Extracted records:
========================

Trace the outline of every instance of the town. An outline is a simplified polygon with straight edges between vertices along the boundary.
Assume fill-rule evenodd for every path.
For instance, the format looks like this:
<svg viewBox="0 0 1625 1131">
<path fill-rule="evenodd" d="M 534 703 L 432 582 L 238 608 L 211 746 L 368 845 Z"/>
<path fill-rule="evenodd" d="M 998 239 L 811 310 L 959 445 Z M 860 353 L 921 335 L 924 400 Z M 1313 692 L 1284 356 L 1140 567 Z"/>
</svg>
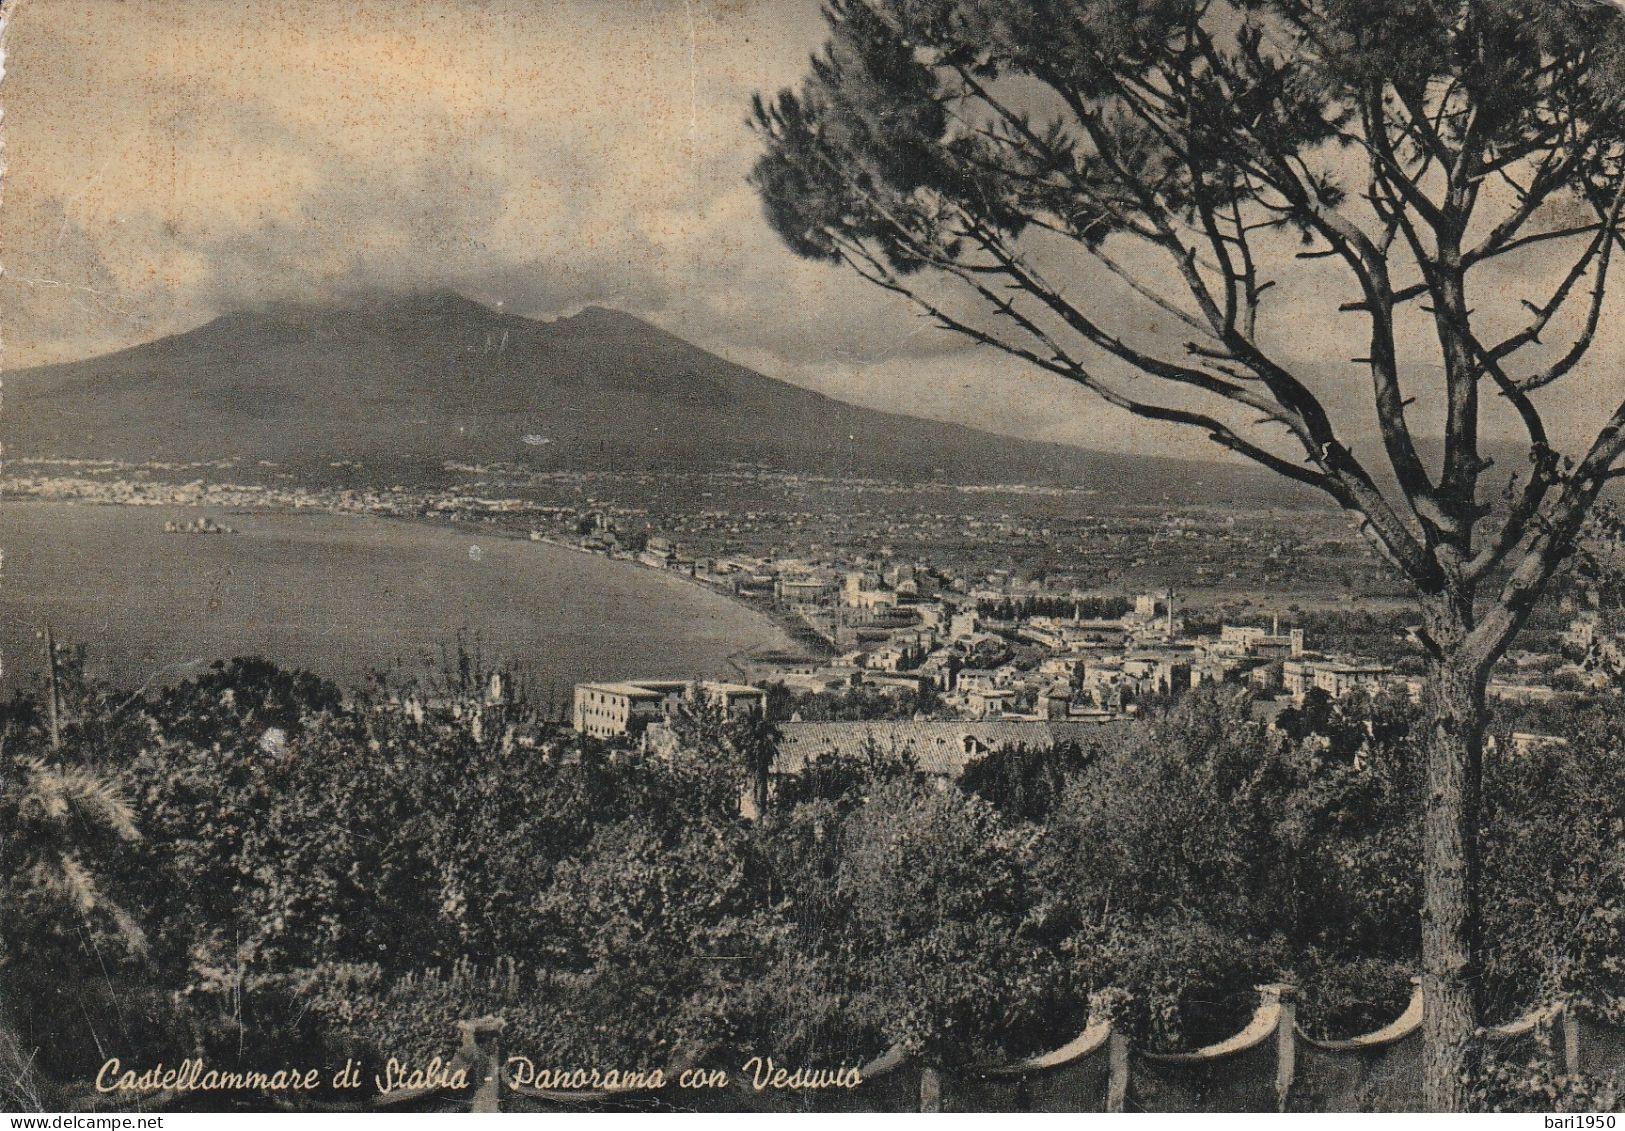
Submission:
<svg viewBox="0 0 1625 1131">
<path fill-rule="evenodd" d="M 761 472 L 698 476 L 661 495 L 638 475 L 445 471 L 452 480 L 440 487 L 363 488 L 233 461 L 28 460 L 10 466 L 5 489 L 85 503 L 478 524 L 680 576 L 768 614 L 798 647 L 739 657 L 725 682 L 711 678 L 720 673 L 635 672 L 580 682 L 574 729 L 658 743 L 675 705 L 703 691 L 731 713 L 774 717 L 776 772 L 879 743 L 954 775 L 1001 746 L 1104 736 L 1204 684 L 1248 688 L 1265 719 L 1311 692 L 1420 694 L 1411 610 L 1374 581 L 1350 580 L 1369 576 L 1353 564 L 1369 571 L 1370 558 L 1335 514 L 1096 500 L 1069 517 L 1054 490 L 938 485 L 934 505 L 963 510 L 956 515 L 923 511 L 929 488 L 859 483 L 837 493 L 810 477 Z M 234 481 L 215 481 L 222 473 Z M 743 501 L 719 509 L 718 492 Z M 901 505 L 876 503 L 904 495 Z M 792 497 L 810 509 L 788 509 Z M 166 529 L 231 528 L 205 516 Z M 1053 547 L 1070 539 L 1057 568 Z M 1050 557 L 1024 554 L 1028 541 L 1050 546 Z M 1317 567 L 1345 576 L 1333 583 Z M 1131 588 L 1136 581 L 1144 587 Z M 1616 693 L 1625 626 L 1609 603 L 1595 585 L 1559 587 L 1497 669 L 1491 699 Z"/>
<path fill-rule="evenodd" d="M 1278 620 L 1189 632 L 1171 591 L 1137 595 L 1109 616 L 1100 610 L 1116 603 L 1110 598 L 1013 592 L 1000 578 L 950 596 L 935 589 L 935 577 L 922 592 L 926 575 L 913 567 L 853 571 L 839 584 L 816 574 L 778 574 L 771 563 L 753 568 L 772 574 L 778 599 L 818 625 L 820 635 L 849 647 L 824 659 L 758 657 L 743 683 L 580 683 L 575 730 L 659 749 L 673 741 L 671 720 L 681 704 L 700 700 L 728 718 L 766 717 L 776 699 L 778 713 L 790 714 L 776 720 L 775 775 L 798 773 L 825 755 L 855 756 L 873 744 L 913 758 L 924 773 L 957 777 L 990 750 L 1051 748 L 1120 731 L 1153 705 L 1203 684 L 1245 686 L 1254 693 L 1254 714 L 1265 721 L 1316 694 L 1336 701 L 1354 692 L 1398 692 L 1413 702 L 1421 694 L 1418 676 L 1311 649 L 1302 628 L 1284 629 Z M 1006 587 L 995 588 L 1001 581 Z M 1070 615 L 1053 611 L 1066 604 Z M 1529 704 L 1551 701 L 1560 688 L 1617 694 L 1625 643 L 1612 620 L 1584 612 L 1562 643 L 1557 656 L 1520 653 L 1516 674 L 1492 680 L 1490 697 Z M 832 705 L 856 710 L 803 717 Z M 1525 747 L 1560 740 L 1519 732 L 1513 741 Z"/>
</svg>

========================

Print the data again, word for word, without any pictures.

Trace the outline of every instance of the town. An outline is a simplified polygon with straight edges between vertices along the boundary.
Assume fill-rule evenodd for every path.
For instance, the format looks like this:
<svg viewBox="0 0 1625 1131">
<path fill-rule="evenodd" d="M 534 703 L 432 582 L 238 608 L 211 746 L 368 845 Z"/>
<path fill-rule="evenodd" d="M 998 239 L 811 310 L 959 445 Z M 860 353 L 921 335 L 924 400 Z M 1313 692 L 1284 356 L 1140 567 Z"/>
</svg>
Submission:
<svg viewBox="0 0 1625 1131">
<path fill-rule="evenodd" d="M 761 472 L 698 476 L 661 495 L 638 475 L 445 471 L 452 480 L 440 487 L 363 488 L 233 461 L 28 460 L 10 466 L 5 489 L 85 503 L 478 524 L 680 576 L 768 614 L 798 647 L 739 657 L 725 682 L 711 678 L 720 673 L 635 672 L 580 682 L 574 729 L 658 743 L 675 705 L 703 691 L 731 713 L 774 717 L 776 772 L 879 743 L 954 775 L 1001 746 L 1104 736 L 1204 684 L 1248 688 L 1265 719 L 1311 692 L 1420 694 L 1411 610 L 1374 581 L 1350 580 L 1369 576 L 1353 564 L 1369 571 L 1370 558 L 1335 514 L 1096 500 L 1069 517 L 1054 490 L 938 485 L 934 505 L 963 510 L 956 515 L 923 511 L 929 488 L 859 483 L 837 493 L 810 477 Z M 234 481 L 215 481 L 222 473 Z M 743 501 L 719 509 L 718 492 Z M 901 505 L 876 503 L 904 495 Z M 792 497 L 810 509 L 788 509 Z M 166 529 L 231 528 L 205 516 Z M 1053 547 L 1070 539 L 1057 568 Z M 1050 557 L 1024 554 L 1028 541 L 1050 546 Z M 1317 567 L 1345 576 L 1333 583 Z M 1131 588 L 1136 581 L 1144 587 Z M 1616 693 L 1625 626 L 1609 603 L 1595 585 L 1559 587 L 1497 669 L 1491 699 Z"/>
<path fill-rule="evenodd" d="M 1278 620 L 1189 632 L 1171 591 L 1137 595 L 1109 616 L 1100 610 L 1116 603 L 1110 598 L 1013 592 L 1000 578 L 950 596 L 935 589 L 935 577 L 922 592 L 926 575 L 913 567 L 853 571 L 839 584 L 816 574 L 778 574 L 771 563 L 753 568 L 772 574 L 778 599 L 818 625 L 820 635 L 849 647 L 824 659 L 758 657 L 743 683 L 580 683 L 575 730 L 659 749 L 673 741 L 671 720 L 681 704 L 700 700 L 728 718 L 766 717 L 776 699 L 778 713 L 790 714 L 776 720 L 775 775 L 798 773 L 825 755 L 855 756 L 873 744 L 913 758 L 924 773 L 957 777 L 990 750 L 1051 748 L 1120 731 L 1153 705 L 1203 684 L 1245 686 L 1254 693 L 1254 714 L 1265 721 L 1316 694 L 1336 701 L 1354 692 L 1398 692 L 1413 702 L 1421 694 L 1418 676 L 1311 649 L 1302 628 L 1284 629 Z M 1006 587 L 995 588 L 1001 581 Z M 1070 615 L 1053 611 L 1066 604 Z M 1529 704 L 1551 701 L 1560 688 L 1617 694 L 1625 643 L 1612 620 L 1584 612 L 1562 643 L 1557 656 L 1520 653 L 1516 674 L 1492 680 L 1490 697 Z M 832 705 L 856 710 L 803 717 Z M 1525 747 L 1560 740 L 1519 732 L 1513 741 Z"/>
</svg>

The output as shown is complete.